◆ **Aim**
Take the line containing "Find the illuminated" and all lines after it to the end of the records, and output them exactly.

Data items
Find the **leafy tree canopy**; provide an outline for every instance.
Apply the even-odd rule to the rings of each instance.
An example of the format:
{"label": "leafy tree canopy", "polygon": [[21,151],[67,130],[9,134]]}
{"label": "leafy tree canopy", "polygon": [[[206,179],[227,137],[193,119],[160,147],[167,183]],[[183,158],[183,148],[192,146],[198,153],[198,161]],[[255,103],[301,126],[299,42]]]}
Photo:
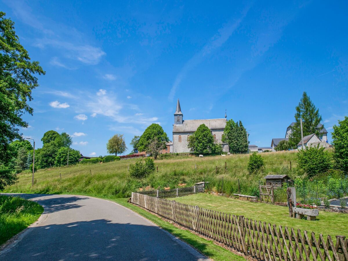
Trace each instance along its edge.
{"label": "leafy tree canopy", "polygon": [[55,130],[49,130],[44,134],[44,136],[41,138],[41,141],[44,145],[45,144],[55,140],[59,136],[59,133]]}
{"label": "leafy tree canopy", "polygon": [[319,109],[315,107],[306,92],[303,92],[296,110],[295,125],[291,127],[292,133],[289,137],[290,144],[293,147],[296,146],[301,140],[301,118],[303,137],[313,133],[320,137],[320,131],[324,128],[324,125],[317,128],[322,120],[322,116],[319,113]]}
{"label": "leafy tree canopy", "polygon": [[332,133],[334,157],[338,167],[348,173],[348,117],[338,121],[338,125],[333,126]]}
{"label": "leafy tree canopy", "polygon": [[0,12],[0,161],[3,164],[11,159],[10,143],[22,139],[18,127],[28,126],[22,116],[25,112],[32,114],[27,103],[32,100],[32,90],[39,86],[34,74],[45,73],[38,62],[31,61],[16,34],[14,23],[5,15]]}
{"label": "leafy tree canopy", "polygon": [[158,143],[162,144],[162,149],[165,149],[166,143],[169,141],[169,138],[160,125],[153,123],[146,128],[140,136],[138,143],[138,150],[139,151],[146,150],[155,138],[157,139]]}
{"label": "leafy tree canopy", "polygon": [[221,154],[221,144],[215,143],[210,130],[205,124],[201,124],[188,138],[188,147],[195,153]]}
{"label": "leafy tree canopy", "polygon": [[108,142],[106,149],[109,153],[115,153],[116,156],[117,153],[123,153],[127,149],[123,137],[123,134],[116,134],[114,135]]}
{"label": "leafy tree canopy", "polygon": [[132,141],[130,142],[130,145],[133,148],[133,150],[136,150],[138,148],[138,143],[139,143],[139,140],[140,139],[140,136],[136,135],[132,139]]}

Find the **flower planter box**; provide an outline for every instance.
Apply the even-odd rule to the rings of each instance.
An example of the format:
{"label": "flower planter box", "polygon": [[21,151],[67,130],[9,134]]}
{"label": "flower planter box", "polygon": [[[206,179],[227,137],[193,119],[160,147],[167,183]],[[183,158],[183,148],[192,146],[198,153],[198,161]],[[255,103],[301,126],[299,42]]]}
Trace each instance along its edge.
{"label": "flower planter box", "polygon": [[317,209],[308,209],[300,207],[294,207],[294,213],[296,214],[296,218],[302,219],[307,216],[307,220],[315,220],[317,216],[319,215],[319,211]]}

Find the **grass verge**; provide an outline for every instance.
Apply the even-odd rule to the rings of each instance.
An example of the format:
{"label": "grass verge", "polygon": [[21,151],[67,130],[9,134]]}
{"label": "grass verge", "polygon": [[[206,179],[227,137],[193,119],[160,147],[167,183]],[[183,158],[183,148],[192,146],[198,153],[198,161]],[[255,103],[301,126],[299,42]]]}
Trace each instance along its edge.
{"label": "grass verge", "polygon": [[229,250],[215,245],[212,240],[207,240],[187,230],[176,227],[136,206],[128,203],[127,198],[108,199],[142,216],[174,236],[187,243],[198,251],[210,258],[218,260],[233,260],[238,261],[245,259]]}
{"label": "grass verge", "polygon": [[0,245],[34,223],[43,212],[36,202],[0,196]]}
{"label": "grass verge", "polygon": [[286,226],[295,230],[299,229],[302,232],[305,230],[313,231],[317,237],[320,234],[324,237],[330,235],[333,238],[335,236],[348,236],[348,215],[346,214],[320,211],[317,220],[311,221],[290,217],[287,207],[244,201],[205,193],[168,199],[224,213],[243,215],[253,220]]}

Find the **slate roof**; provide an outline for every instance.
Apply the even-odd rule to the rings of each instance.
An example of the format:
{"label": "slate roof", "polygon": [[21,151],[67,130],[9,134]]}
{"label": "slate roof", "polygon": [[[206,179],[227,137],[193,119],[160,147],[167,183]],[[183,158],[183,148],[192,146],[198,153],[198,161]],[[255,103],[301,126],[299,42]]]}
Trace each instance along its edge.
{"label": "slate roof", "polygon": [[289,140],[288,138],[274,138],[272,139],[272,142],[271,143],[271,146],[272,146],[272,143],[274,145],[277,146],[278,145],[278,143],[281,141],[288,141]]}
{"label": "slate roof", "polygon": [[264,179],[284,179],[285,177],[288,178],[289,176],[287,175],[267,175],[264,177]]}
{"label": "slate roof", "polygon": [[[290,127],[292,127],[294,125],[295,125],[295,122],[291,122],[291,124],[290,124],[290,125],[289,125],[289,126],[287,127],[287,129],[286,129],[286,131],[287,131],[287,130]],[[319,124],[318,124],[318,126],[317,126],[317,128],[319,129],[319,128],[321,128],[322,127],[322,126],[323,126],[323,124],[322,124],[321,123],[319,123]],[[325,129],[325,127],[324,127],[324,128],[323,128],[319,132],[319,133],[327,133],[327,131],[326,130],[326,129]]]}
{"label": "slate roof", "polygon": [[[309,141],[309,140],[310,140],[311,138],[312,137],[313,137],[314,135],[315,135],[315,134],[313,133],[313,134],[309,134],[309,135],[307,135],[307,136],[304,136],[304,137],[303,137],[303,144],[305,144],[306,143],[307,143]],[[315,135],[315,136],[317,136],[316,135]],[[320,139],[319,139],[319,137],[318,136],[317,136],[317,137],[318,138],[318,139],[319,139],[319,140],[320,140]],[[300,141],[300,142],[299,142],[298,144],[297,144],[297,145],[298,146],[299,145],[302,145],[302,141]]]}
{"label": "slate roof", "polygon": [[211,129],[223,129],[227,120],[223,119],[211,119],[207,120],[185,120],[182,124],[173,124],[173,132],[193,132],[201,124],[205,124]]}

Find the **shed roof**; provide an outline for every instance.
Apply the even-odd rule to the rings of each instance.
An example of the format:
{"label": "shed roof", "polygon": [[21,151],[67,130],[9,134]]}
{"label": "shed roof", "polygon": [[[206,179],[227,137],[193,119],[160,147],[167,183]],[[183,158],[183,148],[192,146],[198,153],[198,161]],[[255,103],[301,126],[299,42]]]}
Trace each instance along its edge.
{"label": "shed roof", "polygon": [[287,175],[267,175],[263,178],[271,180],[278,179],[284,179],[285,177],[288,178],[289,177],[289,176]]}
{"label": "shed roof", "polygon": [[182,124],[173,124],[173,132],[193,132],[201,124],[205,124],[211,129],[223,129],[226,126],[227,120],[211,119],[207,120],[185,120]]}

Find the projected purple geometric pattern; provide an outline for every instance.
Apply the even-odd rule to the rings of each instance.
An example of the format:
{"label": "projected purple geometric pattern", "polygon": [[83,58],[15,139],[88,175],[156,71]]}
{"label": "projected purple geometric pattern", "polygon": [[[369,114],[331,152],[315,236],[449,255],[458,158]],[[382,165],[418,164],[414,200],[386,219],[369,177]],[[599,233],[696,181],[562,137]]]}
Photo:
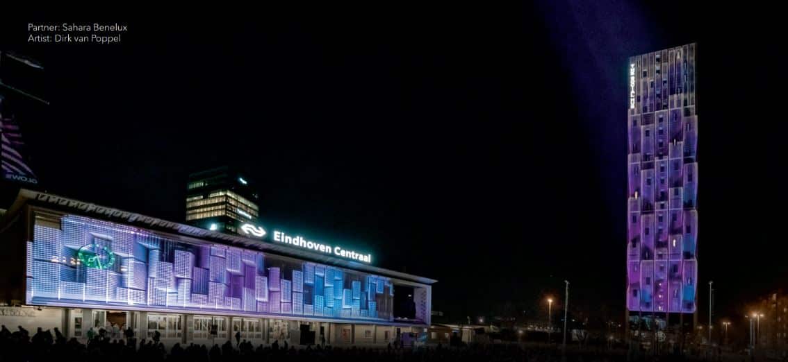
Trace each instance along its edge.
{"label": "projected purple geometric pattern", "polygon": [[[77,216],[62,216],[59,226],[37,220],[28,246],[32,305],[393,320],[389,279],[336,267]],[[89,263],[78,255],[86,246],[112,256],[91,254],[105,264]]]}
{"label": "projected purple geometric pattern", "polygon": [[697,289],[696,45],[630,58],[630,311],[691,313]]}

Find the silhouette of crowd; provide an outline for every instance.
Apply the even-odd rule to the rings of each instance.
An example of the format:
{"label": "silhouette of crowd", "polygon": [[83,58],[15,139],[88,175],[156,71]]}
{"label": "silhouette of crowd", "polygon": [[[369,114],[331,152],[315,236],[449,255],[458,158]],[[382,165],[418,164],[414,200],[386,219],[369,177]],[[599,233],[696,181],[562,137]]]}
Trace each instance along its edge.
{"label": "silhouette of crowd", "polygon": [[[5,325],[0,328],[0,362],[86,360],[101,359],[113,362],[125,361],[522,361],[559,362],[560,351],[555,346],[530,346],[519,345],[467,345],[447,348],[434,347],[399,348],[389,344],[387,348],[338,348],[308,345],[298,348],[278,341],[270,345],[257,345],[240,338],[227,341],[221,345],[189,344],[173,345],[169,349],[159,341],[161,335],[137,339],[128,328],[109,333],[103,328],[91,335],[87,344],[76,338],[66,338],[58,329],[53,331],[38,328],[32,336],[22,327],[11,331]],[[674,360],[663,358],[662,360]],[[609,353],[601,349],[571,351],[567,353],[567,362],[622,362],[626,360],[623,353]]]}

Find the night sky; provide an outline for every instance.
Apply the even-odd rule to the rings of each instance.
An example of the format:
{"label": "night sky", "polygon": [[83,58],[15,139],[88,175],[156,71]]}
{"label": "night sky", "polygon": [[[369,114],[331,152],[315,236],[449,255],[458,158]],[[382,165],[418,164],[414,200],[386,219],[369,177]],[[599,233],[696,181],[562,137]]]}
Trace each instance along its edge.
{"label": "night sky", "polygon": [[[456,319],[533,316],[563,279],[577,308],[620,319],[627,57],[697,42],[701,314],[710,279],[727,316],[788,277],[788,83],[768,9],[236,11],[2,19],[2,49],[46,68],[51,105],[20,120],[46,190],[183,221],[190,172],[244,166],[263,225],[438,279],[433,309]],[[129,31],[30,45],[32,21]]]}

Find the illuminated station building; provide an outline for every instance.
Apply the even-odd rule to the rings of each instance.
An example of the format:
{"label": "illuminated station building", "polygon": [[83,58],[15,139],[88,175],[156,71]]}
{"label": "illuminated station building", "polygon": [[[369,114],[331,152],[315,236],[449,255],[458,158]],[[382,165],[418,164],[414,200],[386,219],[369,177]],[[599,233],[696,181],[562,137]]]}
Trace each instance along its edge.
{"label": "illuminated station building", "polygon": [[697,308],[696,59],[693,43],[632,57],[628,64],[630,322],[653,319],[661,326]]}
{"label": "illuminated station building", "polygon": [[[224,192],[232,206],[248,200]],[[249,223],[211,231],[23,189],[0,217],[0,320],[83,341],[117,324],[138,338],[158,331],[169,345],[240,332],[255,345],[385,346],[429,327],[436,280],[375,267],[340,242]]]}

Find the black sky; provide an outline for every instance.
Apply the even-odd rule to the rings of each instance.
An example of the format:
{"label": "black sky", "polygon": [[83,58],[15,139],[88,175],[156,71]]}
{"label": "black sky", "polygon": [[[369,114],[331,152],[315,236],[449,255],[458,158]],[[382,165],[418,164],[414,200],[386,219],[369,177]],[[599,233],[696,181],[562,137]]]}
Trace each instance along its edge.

◆ **Answer to this problem**
Find the illuminated station building; provide an outline for every instance.
Apply the even-odd rule to the rings of each instance.
An example of the format:
{"label": "illuminated station building", "polygon": [[83,58],[15,139],[88,175],[156,71]]}
{"label": "illuminated station building", "polygon": [[[369,114],[331,152],[315,236],[449,255],[458,158]],[[382,165],[418,164],[414,200],[386,219],[369,177]],[[599,233],[696,181],[562,137]]]}
Trace each instance along its edge.
{"label": "illuminated station building", "polygon": [[697,308],[696,59],[693,43],[632,57],[628,64],[630,322],[653,319],[661,326]]}
{"label": "illuminated station building", "polygon": [[[224,192],[232,206],[248,200]],[[249,223],[211,231],[23,189],[0,217],[0,320],[83,341],[117,324],[138,338],[158,331],[169,345],[240,332],[255,345],[385,346],[429,327],[436,280],[375,267],[340,242]]]}

Find the black sky; provide an outline for every instance.
Apply the even-odd rule to the rings of each instance.
An example of the format:
{"label": "black sky", "polygon": [[83,58],[15,139],[88,175],[156,71]]}
{"label": "black sky", "polygon": [[[369,114],[331,152],[315,236],[449,255],[458,158]],[[382,165],[418,164],[414,200],[386,219],[369,177]],[[599,233],[696,181],[562,137]]]}
Trace each instance along its edge.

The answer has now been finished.